# EXERCISE REQUIREMENTS
Provide the records once more, identical to the original.

Data extracted from a collection:

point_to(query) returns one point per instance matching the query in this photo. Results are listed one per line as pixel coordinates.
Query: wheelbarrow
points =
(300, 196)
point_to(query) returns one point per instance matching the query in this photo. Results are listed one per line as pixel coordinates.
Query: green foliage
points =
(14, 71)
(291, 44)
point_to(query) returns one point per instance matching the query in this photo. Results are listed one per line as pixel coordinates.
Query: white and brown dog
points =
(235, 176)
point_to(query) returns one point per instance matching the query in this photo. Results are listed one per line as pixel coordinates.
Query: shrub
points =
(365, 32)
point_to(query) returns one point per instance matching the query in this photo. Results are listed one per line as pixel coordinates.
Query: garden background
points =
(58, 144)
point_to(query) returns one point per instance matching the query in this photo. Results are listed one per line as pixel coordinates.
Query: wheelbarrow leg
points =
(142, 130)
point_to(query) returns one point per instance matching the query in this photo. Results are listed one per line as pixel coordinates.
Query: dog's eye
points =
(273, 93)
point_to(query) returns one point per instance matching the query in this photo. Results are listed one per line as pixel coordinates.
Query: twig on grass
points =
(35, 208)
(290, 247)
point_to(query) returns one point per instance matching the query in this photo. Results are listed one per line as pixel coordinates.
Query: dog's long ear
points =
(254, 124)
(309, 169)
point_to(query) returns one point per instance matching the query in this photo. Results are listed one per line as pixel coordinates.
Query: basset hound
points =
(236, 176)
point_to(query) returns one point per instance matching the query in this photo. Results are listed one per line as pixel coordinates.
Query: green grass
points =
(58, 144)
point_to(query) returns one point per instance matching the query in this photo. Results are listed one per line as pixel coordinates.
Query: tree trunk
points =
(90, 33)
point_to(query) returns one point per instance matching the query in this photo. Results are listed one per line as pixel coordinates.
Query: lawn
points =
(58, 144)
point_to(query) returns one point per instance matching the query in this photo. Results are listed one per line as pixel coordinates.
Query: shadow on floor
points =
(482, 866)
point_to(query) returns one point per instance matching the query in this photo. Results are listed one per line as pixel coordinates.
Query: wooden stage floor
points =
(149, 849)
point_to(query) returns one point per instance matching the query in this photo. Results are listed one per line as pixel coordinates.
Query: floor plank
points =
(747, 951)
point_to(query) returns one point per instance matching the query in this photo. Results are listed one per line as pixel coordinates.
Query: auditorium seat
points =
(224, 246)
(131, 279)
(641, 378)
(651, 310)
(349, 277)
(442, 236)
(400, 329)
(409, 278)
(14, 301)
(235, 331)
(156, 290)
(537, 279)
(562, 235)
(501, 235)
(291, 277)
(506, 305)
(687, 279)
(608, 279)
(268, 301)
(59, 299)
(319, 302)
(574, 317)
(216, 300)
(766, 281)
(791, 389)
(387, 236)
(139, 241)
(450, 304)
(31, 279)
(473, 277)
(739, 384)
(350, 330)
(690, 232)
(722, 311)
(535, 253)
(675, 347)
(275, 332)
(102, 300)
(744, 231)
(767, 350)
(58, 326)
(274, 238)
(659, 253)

# THE ANSWER
point_to(query) returns one point per instance matching the query in this photo. Results are listed one per line as pixel coordinates.
Query: wheelbarrow
points =
(300, 196)
point_to(query) returns one point per instance matching the query in this photo. Results are listed one per line as pixel coordinates.
Query: green foliage
points =
(14, 71)
(291, 44)
point_to(query) returns one point per instance matching the query in this photo. Results are listed one per line as pixel coordinates.
Query: white and brown dog
points =
(235, 176)
point_to(query) returns one point per instance matching the query in this photo. Results are listed one per line as pixel coordinates.
Query: shrub
points =
(365, 32)
point_to(query) returns one point per instance matching the query in this photo. Results are listed one per line as pixel coordinates.
Query: garden background
points =
(58, 144)
point_to(query) returns one point per instance matching the query in this photo. Results are listed one per line as pixel coordinates.
Query: wheelbarrow leg
points =
(142, 130)
point_to(query) returns one point per instance matching the query in this photo. Results are listed one per line as pixel coordinates.
Query: dog's eye
points =
(273, 93)
point_to(query) returns one point per instance matching the query in this photo. Results are listed one per line as pixel coordinates.
Query: twig on grass
points =
(35, 208)
(290, 247)
point_to(query) returns one point per instance matching the query in this photo. Results are listed one per line as pixel coordinates.
Query: dog's long ear
points =
(254, 124)
(309, 169)
point_to(query) returns one point per instance matching the query in this photo. Results are listed one per line as pixel coordinates.
Query: basset hound
points =
(236, 176)
point_to(query) returns one point per instance matching the query in this photo. Results are listed one per line as pixel coordinates.
Query: green grass
points =
(58, 144)
point_to(query) returns one point per instance matching the query in this photo. Results are listed one per line as pixel coordinates.
Query: tree trunk
points =
(90, 33)
point_to(query) returns one point per instance matching the query in this photo. Results are listed one per line as pixel coordinates.
Query: lawn
points =
(58, 144)
point_to(query) returns one point per instance matching the query in this photo. Results are listed one per line as pixel coordinates.
Query: shadow on floor
points =
(482, 866)
point_to(query) returns one point per instance matching the query in this photo. Results are listed one per line as pixel coordinates.
Query: wooden stage floor
points =
(149, 849)
point_to(query) returns one point per instance matching the query in this photo. Results are listed one per line as pixel coordinates.
Query: floor plank
points =
(747, 951)
point_to(query) returns one point per instance matching the query in this photo. Results are listed one per line as pixel coordinates.
Query: auditorium seat
points =
(224, 246)
(131, 279)
(641, 378)
(651, 310)
(349, 277)
(442, 236)
(400, 329)
(409, 278)
(14, 301)
(235, 331)
(156, 290)
(537, 279)
(562, 235)
(501, 235)
(291, 277)
(506, 305)
(687, 279)
(608, 279)
(268, 301)
(59, 299)
(319, 302)
(574, 317)
(216, 300)
(766, 281)
(791, 389)
(387, 236)
(139, 241)
(450, 304)
(31, 279)
(473, 277)
(739, 384)
(350, 330)
(690, 232)
(722, 311)
(535, 253)
(675, 347)
(275, 332)
(102, 300)
(744, 231)
(767, 350)
(58, 326)
(274, 238)
(659, 253)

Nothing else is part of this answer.